SHORT TASK
Quote the lines below exactly, leaving out the pictures.

Segmentation labeling lines:
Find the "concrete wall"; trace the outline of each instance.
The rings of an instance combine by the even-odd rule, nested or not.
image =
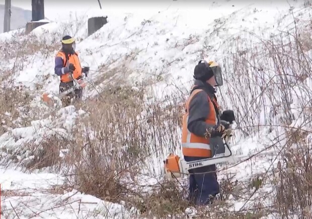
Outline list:
[[[30,10],[25,10],[20,8],[12,6],[11,11],[11,30],[24,28],[26,23],[31,20],[31,11]],[[4,18],[5,5],[0,5],[0,33],[3,33]]]

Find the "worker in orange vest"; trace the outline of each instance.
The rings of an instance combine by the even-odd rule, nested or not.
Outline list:
[[[229,130],[229,121],[235,120],[232,111],[226,111],[224,120],[220,119],[214,87],[223,85],[220,66],[213,61],[201,60],[195,67],[194,78],[182,128],[182,152],[188,162],[211,157],[210,147],[213,146],[209,144],[210,138],[224,137]],[[189,173],[188,200],[196,205],[211,203],[219,193],[215,165],[191,170]]]
[[[55,61],[55,73],[60,76],[59,92],[61,93],[74,85],[73,79],[79,80],[82,73],[89,71],[89,67],[82,68],[77,52],[75,51],[75,42],[73,37],[66,35],[61,40],[62,49],[56,54]],[[63,105],[68,105],[71,98],[81,99],[83,88],[74,90],[74,93],[69,93],[62,99]]]

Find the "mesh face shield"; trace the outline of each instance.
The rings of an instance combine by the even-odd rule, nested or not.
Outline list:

THE RESPONSE
Find the "concrete wall"; trace the outline of each instance.
The rings of an instance combine by the even-odd rule, nested or not.
image =
Outline list:
[[[30,10],[25,10],[20,8],[12,6],[11,11],[11,30],[24,28],[26,23],[31,20],[31,11]],[[4,18],[5,5],[0,5],[0,33],[3,33]]]

Find the "worker in orange vest"; trace the outline of each instance.
The rings of an instance combine by the even-odd rule, nested or not.
Outline list:
[[[229,130],[229,121],[235,120],[232,111],[226,111],[224,120],[220,119],[214,87],[223,85],[220,66],[213,61],[201,60],[195,67],[194,78],[182,128],[182,152],[188,162],[211,157],[210,147],[213,146],[209,144],[210,138],[224,137]],[[189,173],[188,200],[196,205],[211,203],[219,193],[215,165],[191,170]]]
[[[55,61],[55,73],[60,76],[59,92],[61,93],[74,85],[73,79],[79,80],[82,73],[89,71],[89,67],[82,68],[77,52],[75,51],[75,42],[73,37],[66,35],[61,40],[62,49],[56,54]],[[63,105],[68,105],[71,98],[81,99],[83,88],[74,90],[74,93],[69,93],[62,99]]]

Find the "mesh face shield"; trace the outline of each instance.
The rings of an instance combine by the even-odd rule, nested or not.
Outline list:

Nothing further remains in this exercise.